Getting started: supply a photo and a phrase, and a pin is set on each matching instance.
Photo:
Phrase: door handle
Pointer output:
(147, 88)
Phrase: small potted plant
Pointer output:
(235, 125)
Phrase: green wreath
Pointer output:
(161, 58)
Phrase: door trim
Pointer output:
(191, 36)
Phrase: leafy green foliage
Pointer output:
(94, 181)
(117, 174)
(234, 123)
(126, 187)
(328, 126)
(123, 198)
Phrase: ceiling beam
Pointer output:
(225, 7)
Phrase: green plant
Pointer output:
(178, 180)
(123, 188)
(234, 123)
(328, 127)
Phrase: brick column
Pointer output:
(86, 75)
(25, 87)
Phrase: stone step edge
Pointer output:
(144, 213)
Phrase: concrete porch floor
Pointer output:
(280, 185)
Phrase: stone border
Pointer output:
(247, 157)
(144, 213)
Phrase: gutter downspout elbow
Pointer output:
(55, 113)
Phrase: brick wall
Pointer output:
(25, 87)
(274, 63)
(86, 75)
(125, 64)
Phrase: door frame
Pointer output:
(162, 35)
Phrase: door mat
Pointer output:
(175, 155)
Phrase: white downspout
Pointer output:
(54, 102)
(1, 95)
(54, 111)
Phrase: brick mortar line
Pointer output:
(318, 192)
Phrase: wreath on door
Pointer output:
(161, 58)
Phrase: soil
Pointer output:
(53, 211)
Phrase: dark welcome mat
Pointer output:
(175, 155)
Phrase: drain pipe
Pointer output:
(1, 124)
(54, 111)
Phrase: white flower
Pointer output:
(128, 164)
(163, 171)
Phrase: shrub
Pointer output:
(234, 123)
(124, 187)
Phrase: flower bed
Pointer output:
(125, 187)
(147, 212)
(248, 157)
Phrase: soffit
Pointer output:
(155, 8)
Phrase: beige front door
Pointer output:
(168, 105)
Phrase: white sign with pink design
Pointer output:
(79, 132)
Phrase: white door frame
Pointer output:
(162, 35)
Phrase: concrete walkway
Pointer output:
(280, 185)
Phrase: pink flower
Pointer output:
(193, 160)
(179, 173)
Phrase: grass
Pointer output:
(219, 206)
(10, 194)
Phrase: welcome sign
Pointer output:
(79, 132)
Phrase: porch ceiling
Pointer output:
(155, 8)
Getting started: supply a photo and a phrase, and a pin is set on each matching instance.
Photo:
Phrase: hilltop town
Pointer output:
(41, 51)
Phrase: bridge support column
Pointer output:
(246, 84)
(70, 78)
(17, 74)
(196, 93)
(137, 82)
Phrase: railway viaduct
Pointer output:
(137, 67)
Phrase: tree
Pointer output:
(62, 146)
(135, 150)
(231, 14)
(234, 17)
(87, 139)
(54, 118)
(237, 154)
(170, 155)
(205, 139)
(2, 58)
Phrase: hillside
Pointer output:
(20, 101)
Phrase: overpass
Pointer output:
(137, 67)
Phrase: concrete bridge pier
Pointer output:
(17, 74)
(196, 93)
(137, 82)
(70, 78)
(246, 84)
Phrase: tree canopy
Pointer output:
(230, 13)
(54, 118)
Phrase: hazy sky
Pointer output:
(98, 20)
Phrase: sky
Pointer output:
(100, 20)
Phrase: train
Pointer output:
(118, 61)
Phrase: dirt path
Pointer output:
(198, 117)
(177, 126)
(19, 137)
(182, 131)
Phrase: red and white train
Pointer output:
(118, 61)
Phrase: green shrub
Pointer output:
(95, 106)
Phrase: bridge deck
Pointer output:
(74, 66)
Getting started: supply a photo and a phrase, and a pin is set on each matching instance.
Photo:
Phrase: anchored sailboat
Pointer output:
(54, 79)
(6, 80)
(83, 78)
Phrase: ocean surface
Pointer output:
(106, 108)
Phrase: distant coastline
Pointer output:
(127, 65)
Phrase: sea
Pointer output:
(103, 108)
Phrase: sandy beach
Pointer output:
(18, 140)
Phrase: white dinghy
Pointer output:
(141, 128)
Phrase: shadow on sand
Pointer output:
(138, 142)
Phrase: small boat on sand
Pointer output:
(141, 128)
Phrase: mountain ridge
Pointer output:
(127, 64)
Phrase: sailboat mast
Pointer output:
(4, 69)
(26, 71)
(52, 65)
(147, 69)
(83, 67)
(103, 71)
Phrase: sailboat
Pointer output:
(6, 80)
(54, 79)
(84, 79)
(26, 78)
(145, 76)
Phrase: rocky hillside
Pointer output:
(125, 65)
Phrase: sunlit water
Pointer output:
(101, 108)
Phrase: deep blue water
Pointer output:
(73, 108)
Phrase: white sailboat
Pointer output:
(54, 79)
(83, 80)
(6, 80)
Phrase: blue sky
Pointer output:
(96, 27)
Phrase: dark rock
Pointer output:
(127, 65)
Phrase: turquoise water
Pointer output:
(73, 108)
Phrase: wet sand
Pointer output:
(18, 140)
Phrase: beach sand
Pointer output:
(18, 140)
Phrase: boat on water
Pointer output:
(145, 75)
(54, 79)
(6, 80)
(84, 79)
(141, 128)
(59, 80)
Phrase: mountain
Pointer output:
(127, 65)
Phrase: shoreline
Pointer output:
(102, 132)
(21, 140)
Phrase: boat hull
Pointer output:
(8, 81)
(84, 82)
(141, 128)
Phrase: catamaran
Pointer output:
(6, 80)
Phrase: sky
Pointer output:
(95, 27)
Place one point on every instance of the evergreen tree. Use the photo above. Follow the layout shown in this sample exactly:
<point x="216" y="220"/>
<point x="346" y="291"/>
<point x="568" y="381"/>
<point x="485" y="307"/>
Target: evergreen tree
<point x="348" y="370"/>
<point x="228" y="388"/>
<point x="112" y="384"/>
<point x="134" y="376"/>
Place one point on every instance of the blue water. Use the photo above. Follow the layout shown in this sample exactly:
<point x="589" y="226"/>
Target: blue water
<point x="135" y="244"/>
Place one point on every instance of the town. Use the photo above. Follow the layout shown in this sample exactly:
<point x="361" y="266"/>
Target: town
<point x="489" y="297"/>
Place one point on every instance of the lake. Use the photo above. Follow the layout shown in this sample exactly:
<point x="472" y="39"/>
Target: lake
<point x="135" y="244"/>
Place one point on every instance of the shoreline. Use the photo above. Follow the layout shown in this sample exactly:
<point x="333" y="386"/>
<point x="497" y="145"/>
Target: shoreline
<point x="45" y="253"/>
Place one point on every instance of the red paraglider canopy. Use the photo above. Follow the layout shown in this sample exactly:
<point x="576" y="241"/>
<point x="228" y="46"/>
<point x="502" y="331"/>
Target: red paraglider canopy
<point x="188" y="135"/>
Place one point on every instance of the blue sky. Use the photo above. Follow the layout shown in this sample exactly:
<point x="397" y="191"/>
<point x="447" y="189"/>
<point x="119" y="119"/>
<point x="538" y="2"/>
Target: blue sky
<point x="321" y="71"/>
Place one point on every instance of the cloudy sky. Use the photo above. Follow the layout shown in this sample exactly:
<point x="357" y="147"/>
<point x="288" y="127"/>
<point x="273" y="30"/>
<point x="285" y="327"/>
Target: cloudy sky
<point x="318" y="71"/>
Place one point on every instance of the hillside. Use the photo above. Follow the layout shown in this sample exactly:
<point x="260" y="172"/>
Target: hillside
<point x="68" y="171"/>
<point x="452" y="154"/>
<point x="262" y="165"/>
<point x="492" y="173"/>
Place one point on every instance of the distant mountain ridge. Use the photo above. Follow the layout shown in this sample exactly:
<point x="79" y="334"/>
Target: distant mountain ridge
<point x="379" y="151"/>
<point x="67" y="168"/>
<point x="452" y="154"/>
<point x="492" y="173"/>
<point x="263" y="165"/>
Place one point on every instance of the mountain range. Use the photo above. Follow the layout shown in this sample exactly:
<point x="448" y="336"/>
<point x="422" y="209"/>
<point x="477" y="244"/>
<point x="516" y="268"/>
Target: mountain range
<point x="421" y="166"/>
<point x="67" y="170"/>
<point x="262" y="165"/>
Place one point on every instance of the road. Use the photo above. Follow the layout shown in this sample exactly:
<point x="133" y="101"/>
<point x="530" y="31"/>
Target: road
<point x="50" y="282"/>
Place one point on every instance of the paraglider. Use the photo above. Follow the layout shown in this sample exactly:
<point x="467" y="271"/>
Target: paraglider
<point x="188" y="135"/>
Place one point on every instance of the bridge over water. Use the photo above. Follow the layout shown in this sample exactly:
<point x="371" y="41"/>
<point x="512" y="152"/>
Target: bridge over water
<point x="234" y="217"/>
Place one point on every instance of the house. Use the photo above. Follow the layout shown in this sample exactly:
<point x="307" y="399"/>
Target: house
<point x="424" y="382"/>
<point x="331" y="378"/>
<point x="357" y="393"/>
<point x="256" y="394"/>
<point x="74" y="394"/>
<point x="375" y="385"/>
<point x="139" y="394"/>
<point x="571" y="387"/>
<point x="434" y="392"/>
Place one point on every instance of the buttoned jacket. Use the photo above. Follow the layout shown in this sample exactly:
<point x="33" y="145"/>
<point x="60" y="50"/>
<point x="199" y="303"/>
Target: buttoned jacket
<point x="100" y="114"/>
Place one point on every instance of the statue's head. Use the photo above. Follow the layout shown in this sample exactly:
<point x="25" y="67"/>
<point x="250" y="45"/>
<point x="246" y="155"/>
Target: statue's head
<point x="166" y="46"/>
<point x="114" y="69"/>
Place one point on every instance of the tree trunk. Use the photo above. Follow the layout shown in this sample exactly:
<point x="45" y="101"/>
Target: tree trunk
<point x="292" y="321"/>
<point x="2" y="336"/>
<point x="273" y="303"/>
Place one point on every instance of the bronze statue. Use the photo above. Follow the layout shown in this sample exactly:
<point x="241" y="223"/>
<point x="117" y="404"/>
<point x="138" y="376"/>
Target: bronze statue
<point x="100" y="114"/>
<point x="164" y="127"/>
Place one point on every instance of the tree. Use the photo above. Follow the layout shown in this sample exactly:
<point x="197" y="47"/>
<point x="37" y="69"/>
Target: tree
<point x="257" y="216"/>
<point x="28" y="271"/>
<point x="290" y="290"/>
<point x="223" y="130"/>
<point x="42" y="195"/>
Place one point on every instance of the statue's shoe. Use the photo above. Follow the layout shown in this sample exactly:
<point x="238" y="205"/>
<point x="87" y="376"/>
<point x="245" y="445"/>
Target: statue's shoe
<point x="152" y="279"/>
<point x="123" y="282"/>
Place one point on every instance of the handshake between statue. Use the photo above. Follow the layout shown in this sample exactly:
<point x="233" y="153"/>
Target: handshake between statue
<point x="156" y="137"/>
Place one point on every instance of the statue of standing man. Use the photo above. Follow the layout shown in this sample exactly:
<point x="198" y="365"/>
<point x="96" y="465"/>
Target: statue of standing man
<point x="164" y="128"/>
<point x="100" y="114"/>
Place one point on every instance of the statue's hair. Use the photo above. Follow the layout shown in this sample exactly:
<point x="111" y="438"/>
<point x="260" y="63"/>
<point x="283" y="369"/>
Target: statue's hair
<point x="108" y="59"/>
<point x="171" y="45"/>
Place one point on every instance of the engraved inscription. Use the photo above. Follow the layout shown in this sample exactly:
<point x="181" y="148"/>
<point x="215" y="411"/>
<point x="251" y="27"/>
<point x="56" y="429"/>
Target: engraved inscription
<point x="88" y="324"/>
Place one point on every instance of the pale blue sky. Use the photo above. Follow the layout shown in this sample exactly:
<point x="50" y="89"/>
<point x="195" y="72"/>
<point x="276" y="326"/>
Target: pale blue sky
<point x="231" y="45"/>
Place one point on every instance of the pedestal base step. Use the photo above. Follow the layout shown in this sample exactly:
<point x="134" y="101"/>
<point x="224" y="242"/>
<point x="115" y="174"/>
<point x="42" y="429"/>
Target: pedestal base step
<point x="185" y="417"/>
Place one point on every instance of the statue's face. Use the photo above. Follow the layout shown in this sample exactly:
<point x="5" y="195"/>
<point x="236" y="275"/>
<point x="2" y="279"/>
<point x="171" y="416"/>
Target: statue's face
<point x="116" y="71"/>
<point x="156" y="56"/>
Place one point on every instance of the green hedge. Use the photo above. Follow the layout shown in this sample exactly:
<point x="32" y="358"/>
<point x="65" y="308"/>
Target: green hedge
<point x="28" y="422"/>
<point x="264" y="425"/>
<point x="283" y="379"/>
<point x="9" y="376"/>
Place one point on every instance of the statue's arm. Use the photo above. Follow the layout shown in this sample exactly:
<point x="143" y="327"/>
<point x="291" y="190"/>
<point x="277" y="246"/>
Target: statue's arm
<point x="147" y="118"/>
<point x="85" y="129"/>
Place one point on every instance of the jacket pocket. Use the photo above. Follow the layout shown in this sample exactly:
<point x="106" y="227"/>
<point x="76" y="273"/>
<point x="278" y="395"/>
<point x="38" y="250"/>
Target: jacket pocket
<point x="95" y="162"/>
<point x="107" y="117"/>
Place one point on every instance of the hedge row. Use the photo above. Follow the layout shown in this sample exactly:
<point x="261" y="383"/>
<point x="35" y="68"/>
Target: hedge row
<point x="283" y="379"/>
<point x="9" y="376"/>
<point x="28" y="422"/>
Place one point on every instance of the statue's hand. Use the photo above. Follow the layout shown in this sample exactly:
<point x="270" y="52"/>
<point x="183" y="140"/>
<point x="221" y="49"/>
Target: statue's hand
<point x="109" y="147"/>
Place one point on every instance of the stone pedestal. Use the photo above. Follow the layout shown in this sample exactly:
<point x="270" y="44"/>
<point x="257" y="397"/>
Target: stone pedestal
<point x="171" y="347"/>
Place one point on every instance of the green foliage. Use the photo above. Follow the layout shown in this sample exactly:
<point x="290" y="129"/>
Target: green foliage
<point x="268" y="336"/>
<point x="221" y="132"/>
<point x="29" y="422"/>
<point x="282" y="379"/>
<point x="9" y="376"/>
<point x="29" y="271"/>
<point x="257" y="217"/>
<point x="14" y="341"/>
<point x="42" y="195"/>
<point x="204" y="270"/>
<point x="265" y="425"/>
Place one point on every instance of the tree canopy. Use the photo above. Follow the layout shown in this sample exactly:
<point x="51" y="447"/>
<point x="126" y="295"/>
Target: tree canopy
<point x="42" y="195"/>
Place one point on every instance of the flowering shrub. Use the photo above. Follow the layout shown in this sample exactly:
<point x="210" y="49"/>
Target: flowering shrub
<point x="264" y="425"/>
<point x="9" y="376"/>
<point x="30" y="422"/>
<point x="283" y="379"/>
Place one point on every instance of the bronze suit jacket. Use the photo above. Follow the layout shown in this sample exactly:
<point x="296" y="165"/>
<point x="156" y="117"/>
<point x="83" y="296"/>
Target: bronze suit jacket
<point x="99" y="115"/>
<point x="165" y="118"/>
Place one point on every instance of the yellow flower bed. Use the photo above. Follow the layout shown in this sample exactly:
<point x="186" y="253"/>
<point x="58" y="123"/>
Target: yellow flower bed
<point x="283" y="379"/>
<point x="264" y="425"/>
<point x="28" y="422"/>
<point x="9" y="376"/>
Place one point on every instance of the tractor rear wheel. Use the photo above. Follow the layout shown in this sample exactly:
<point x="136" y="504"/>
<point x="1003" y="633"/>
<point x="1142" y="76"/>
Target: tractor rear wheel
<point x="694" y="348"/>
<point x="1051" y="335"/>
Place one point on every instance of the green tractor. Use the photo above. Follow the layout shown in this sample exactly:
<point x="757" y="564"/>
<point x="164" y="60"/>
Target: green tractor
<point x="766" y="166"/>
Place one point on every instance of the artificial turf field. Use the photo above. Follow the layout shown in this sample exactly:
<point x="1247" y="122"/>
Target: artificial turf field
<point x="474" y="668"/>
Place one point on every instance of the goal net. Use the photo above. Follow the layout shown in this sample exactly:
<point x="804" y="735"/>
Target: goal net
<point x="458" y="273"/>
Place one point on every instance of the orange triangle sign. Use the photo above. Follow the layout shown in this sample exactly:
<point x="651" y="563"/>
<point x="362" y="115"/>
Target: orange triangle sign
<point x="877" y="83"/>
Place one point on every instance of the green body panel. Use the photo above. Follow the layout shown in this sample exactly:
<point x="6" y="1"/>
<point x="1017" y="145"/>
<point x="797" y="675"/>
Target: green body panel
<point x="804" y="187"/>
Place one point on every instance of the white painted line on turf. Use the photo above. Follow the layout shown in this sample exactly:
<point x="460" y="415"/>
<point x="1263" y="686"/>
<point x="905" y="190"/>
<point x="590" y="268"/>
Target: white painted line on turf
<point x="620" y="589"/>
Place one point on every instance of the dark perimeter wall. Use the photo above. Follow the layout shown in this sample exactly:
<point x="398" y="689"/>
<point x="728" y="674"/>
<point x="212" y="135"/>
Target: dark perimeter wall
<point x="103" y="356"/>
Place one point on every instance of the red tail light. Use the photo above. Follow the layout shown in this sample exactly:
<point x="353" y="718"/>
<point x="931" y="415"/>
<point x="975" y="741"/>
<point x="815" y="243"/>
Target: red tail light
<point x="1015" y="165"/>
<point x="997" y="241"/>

§ Work item
Scan the listing above for the line that has "Phrase: pink flower", then copy exactly from that line through the line that has "Phrase: concrete bridge pier".

§ Result of this task
Phrase: pink flower
Pointer output:
(193, 160)
(179, 173)
Phrase: grass
Pointer output:
(219, 206)
(10, 194)
Phrase: welcome sign
Pointer output:
(79, 132)
Phrase: porch ceiling
Pointer output:
(155, 8)
Getting started: supply a photo and a phrase, and a pin is set on each matching instance.
Photo:
Phrase: hilltop town
Pointer output:
(41, 51)
Phrase: bridge support column
Pointer output:
(246, 84)
(70, 78)
(17, 74)
(196, 93)
(137, 82)
Phrase: railway viaduct
Pointer output:
(137, 67)
Phrase: tree
Pointer output:
(62, 146)
(135, 150)
(231, 14)
(234, 17)
(87, 139)
(54, 118)
(237, 154)
(170, 155)
(205, 139)
(2, 58)
Phrase: hillside
Pointer output:
(20, 101)
Phrase: overpass
Pointer output:
(137, 67)
Phrase: concrete bridge pier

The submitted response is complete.